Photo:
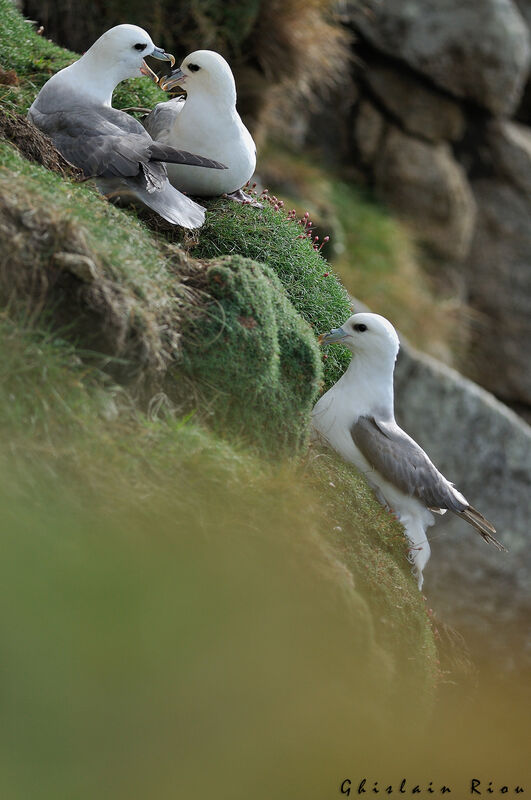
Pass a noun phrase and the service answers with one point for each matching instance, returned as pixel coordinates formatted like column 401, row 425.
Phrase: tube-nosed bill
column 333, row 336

◇ ◇ ◇ ◇ ◇

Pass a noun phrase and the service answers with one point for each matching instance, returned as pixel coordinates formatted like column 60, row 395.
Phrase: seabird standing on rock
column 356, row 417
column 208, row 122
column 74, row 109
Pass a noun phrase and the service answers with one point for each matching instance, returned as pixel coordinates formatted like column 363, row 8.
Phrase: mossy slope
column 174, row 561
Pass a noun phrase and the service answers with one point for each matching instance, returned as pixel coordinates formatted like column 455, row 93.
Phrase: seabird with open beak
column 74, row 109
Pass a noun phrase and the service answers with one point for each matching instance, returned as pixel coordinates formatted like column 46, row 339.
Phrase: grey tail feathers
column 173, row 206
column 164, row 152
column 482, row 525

◇ ◇ ◇ ◇ ◇

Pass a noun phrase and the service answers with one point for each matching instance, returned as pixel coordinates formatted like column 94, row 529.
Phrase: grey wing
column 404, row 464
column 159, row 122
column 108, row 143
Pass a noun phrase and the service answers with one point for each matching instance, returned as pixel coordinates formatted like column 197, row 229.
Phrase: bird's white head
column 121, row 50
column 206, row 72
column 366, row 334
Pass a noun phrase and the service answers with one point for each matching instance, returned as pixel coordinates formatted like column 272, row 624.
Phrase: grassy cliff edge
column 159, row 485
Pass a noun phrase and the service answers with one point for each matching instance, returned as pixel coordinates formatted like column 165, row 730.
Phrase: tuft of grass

◇ ◇ ◇ ◇ ◇

> TASK OBJECTIVE
Update the material from the line with "60, row 395." down to the line with "column 174, row 561" by putting "perched" in place of "standing" and leaving every other word the same. Give back only those lines.

> THE COMPLETED TASK
Pass a noun phrase and the service answers with one point for each matching instance, returned as pixel coordinates formatted like column 60, row 395.
Phrase: seabird perched on rock
column 356, row 417
column 208, row 122
column 74, row 109
Pass a noun phrase and the service answers with one point for each matching instance, returned as pixel coordinates formatted like column 363, row 8.
Phrase: mossy slope
column 174, row 561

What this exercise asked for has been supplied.